INSTRUCTION
Convert the rows below into a two-column CSV with the headers "prompt" and "response", making one CSV line per row. Put each row's text and its answer in separate quoted fields, replace line breaks with spaces, and leave out the pictures.

▼▼▼

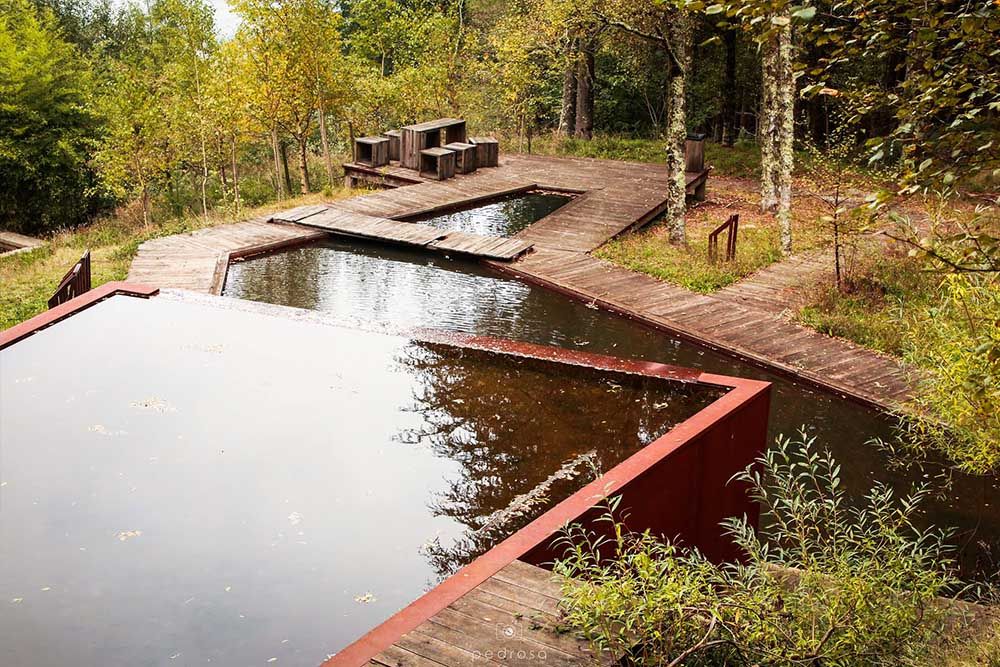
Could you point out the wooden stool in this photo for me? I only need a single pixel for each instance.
(487, 151)
(394, 137)
(371, 151)
(465, 157)
(437, 163)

▲▲▲

WORKED SOLUTION
prompt,response
"Could you point out the wooden stool in this photo for me? I only need a single pixel for each instance.","(487, 151) (394, 137) (371, 151) (465, 157) (437, 163)"